Set out the records below again exactly; skip the images.

▶ _Input material_
□ □ □
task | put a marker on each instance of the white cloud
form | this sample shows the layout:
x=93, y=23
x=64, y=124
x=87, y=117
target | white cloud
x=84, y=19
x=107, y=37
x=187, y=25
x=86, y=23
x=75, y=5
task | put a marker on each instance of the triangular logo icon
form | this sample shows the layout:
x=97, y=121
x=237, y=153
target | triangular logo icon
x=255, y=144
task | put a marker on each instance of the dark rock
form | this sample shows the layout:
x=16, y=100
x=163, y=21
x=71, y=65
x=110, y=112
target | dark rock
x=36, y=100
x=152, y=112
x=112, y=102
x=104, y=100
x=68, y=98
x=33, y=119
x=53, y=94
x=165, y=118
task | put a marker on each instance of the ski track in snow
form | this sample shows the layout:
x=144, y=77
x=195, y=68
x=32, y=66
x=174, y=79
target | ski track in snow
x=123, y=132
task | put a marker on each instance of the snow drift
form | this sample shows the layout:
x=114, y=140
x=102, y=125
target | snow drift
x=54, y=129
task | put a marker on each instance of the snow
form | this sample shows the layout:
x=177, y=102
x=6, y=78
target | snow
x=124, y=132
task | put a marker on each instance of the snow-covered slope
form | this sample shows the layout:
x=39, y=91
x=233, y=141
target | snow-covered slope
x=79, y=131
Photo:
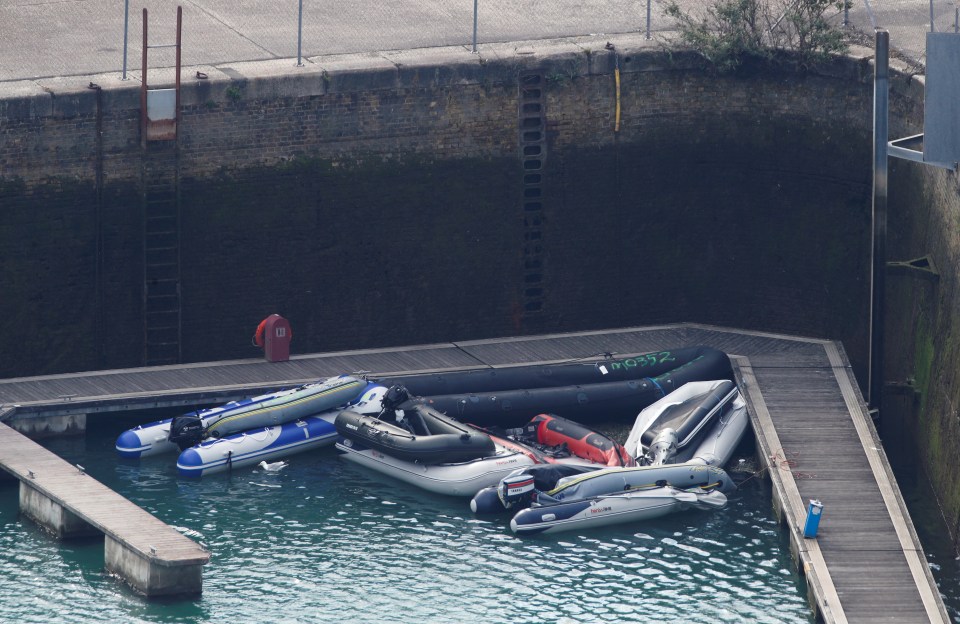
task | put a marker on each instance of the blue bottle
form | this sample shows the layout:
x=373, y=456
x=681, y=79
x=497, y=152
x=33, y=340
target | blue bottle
x=814, y=511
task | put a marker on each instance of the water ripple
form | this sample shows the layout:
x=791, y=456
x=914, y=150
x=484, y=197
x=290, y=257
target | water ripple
x=375, y=550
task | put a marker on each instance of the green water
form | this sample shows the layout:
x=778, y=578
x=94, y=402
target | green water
x=325, y=540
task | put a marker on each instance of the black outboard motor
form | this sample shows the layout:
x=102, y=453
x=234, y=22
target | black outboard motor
x=186, y=431
x=395, y=397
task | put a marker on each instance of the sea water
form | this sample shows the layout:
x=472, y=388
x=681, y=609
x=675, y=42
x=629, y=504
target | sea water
x=325, y=540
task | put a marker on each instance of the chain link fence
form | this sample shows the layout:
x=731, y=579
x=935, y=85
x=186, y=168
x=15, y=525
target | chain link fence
x=90, y=37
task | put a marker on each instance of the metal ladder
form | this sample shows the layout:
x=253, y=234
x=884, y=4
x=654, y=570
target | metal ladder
x=161, y=254
x=533, y=152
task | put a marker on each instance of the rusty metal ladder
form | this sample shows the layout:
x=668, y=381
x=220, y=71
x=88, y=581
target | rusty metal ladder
x=533, y=152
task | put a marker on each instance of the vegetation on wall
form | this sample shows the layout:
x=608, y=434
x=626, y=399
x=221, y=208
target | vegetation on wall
x=728, y=32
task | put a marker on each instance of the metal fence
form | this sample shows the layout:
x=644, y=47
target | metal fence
x=94, y=36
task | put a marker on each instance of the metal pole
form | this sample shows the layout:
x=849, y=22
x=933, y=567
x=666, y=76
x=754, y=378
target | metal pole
x=648, y=19
x=475, y=12
x=873, y=21
x=126, y=19
x=143, y=86
x=176, y=110
x=300, y=36
x=878, y=252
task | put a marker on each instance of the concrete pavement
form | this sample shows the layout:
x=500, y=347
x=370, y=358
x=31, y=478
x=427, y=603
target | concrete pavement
x=42, y=41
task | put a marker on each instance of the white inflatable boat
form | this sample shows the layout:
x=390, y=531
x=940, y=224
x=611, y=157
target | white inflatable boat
x=273, y=408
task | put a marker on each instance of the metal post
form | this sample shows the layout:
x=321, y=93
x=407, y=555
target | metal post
x=300, y=36
x=143, y=86
x=176, y=110
x=878, y=252
x=648, y=19
x=475, y=12
x=126, y=19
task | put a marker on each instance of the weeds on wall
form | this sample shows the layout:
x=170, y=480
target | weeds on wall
x=727, y=32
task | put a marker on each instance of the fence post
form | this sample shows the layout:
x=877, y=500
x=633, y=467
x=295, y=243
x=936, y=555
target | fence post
x=475, y=11
x=126, y=18
x=300, y=35
x=648, y=19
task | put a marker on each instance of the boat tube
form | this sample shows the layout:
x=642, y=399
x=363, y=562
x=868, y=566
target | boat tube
x=268, y=409
x=412, y=442
x=454, y=479
x=708, y=363
x=587, y=403
x=675, y=428
x=554, y=438
x=418, y=434
x=559, y=498
x=612, y=509
x=270, y=443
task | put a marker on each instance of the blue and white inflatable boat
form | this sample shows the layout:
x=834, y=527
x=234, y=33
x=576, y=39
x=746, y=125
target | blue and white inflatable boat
x=266, y=410
x=268, y=443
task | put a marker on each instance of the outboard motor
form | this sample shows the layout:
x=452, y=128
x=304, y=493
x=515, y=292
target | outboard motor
x=515, y=488
x=487, y=501
x=395, y=397
x=663, y=447
x=186, y=431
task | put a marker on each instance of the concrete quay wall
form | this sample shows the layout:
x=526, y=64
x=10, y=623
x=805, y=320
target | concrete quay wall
x=378, y=199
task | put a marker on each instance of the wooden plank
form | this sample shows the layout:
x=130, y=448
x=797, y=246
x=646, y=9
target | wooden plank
x=93, y=502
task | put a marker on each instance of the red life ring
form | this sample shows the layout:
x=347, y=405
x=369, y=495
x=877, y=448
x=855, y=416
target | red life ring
x=258, y=335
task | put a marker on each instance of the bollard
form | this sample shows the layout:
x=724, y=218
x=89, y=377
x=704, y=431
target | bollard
x=814, y=511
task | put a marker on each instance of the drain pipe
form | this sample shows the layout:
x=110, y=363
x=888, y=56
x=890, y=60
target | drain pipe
x=878, y=251
x=616, y=82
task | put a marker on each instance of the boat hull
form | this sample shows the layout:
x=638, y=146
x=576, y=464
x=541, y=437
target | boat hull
x=251, y=447
x=460, y=479
x=264, y=410
x=613, y=509
x=584, y=403
x=432, y=438
x=648, y=365
x=270, y=443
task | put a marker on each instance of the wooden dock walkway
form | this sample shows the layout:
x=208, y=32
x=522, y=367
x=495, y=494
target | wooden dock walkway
x=814, y=433
x=69, y=502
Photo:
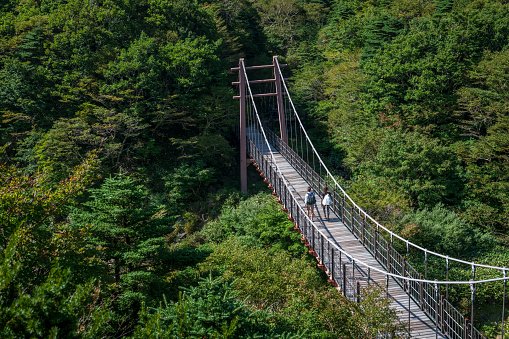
□ □ □
▶ _Solution to this exercise_
task | put a marker on each instance of the white cloud
form | this sample shows the layout:
x=93, y=23
x=64, y=124
x=87, y=117
target | white cloud
x=84, y=19
x=107, y=37
x=187, y=25
x=86, y=23
x=75, y=5
task | put a marker on each instance of the triangular logo icon
form | this sample shows the layout:
x=97, y=121
x=237, y=153
target | triangular logo icon
x=255, y=144
task | put a marker on each instance of the dark rock
form | this sample shows the layout:
x=16, y=100
x=163, y=21
x=71, y=65
x=110, y=112
target | dark rock
x=36, y=100
x=152, y=112
x=112, y=102
x=104, y=100
x=68, y=98
x=33, y=119
x=53, y=94
x=165, y=118
task | put a marker on each instance of the ski track in snow
form | this sample shows the layout:
x=144, y=77
x=195, y=68
x=32, y=66
x=174, y=79
target | ski track in snow
x=123, y=132
task | put a marker on each instance of the snow drift
form | this sample shows the layout:
x=114, y=140
x=102, y=125
target | snow drift
x=54, y=129
task | put a marker on each instance of the snow
form | this sample shows the layout:
x=177, y=102
x=6, y=78
target | snow
x=124, y=132
task | put a marker on each instance of the snow-covered slope
form | this sample shows the layout:
x=39, y=91
x=233, y=141
target | snow-covered slope
x=79, y=131
Photo:
task | put a marker on each instance of the blue bottle
form | this sample shows the layout:
x=373, y=456
x=681, y=79
x=497, y=152
x=33, y=340
target | blue bottle
x=814, y=511
task | put a marker on each instance of the water ripple
form | this sample shows the layout:
x=791, y=456
x=914, y=150
x=484, y=197
x=290, y=257
target | water ripple
x=375, y=550
task | put a marker on each instance of the green water
form | this sample shows the layout:
x=778, y=578
x=94, y=402
target | green water
x=325, y=540
task | put a marker on each instance of the black outboard motor
form | this sample shows the layout:
x=102, y=453
x=234, y=22
target | black outboard motor
x=186, y=431
x=395, y=397
task | put a marker on each instance of the sea water
form | this sample shows the layout:
x=472, y=388
x=681, y=609
x=675, y=42
x=629, y=504
target | sea water
x=325, y=540
task | put a marker on each instance of the chain link fence
form | this sample shows the layout:
x=731, y=579
x=935, y=85
x=186, y=168
x=15, y=525
target | chain link fence
x=90, y=37
task | put a marker on each instance of the metal ladder
form | this sample shows the layout:
x=253, y=234
x=884, y=4
x=654, y=570
target | metal ladder
x=161, y=254
x=533, y=152
task | put a marker on each instance of the rusty metal ladder
form | this sample shows the layout:
x=668, y=381
x=220, y=71
x=88, y=581
target | rusty metal ladder
x=533, y=152
task | put a marker on each instance of the vegetation on wall
form | this sample shows the layout:
x=608, y=434
x=626, y=399
x=221, y=208
target | vegetation on wall
x=728, y=32
task | put a marker on each instance of the metal fence
form | this sample shows the layout:
x=644, y=47
target | metal fence
x=94, y=36
task | put a marker on each instance of the metal pole
form | this sample shows the layout:
x=849, y=22
x=933, y=567
x=666, y=76
x=754, y=378
target | metal pole
x=648, y=19
x=475, y=12
x=873, y=21
x=126, y=19
x=143, y=86
x=176, y=110
x=300, y=36
x=878, y=252
task | put a marker on each instance of the concrete pavement
form | this sample shows the layout:
x=500, y=347
x=370, y=358
x=31, y=478
x=427, y=603
target | concrete pavement
x=42, y=41
task | put a marker on each instance of the white inflatable boat
form | this sample shows the layout:
x=390, y=531
x=940, y=224
x=611, y=157
target | white inflatable boat
x=273, y=408
task | put a marker on each instance of the metal post
form | this sample shows the layout:
x=321, y=93
x=407, y=555
target | metal post
x=300, y=36
x=143, y=86
x=176, y=110
x=878, y=252
x=648, y=19
x=475, y=12
x=126, y=19
task | put a marker on each instance of the weeds on wall
form | this sample shows the layout:
x=170, y=480
target | weeds on wall
x=727, y=32
task | put a marker on each instance of the fence post
form | this sample shows the layout:
x=877, y=500
x=633, y=467
x=295, y=243
x=936, y=555
target | fence post
x=475, y=11
x=126, y=18
x=300, y=35
x=648, y=19
task | put a marker on each instance of the boat tube
form | this sample shows the layout:
x=642, y=399
x=363, y=562
x=868, y=566
target | boat tube
x=268, y=409
x=412, y=442
x=454, y=479
x=708, y=363
x=587, y=403
x=675, y=428
x=554, y=438
x=418, y=434
x=559, y=498
x=612, y=509
x=270, y=443
task | put a marker on each instance of the blue and white inflatable boat
form | this sample shows the layout:
x=834, y=527
x=234, y=33
x=576, y=39
x=746, y=125
target | blue and white inflatable boat
x=266, y=410
x=268, y=443
task | put a marker on each instance of the outboard motor
form | this sample shows the layout:
x=452, y=128
x=304, y=493
x=515, y=292
target | outboard motor
x=515, y=488
x=487, y=501
x=395, y=397
x=663, y=447
x=186, y=431
task | put a marker on each instance of the concrete quay wall
form | this sample shows the layout:
x=526, y=64
x=10, y=623
x=805, y=320
target | concrete quay wall
x=378, y=199
task | put a marker on each instance of the wooden plank
form | this sample shows the layout:
x=130, y=448
x=797, y=246
x=646, y=9
target | wooden plank
x=93, y=502
task | put a marker on each instance of the red life ring
form | this sample shows the layout:
x=347, y=405
x=369, y=495
x=877, y=448
x=855, y=416
target | red life ring
x=258, y=335
task | put a marker on each instance of the bollard
form | this sample shows the layout:
x=724, y=218
x=89, y=377
x=704, y=431
target | bollard
x=814, y=511
task | put a marker on each instance of the drain pipe
form | this sample shows the layout:
x=110, y=363
x=888, y=56
x=890, y=60
target | drain pipe
x=878, y=251
x=616, y=82
task | put a marker on each instance of the boat hull
form | this sample shows the layout:
x=638, y=146
x=576, y=464
x=541, y=437
target | boat hull
x=251, y=447
x=460, y=479
x=264, y=410
x=613, y=509
x=584, y=403
x=432, y=438
x=648, y=365
x=270, y=443
task | put a marker on each instance of the wooden dock walkway
form | this sample shows the layout:
x=208, y=32
x=522, y=367
x=495, y=494
target | wooden dock walkway
x=814, y=433
x=69, y=502
Photo:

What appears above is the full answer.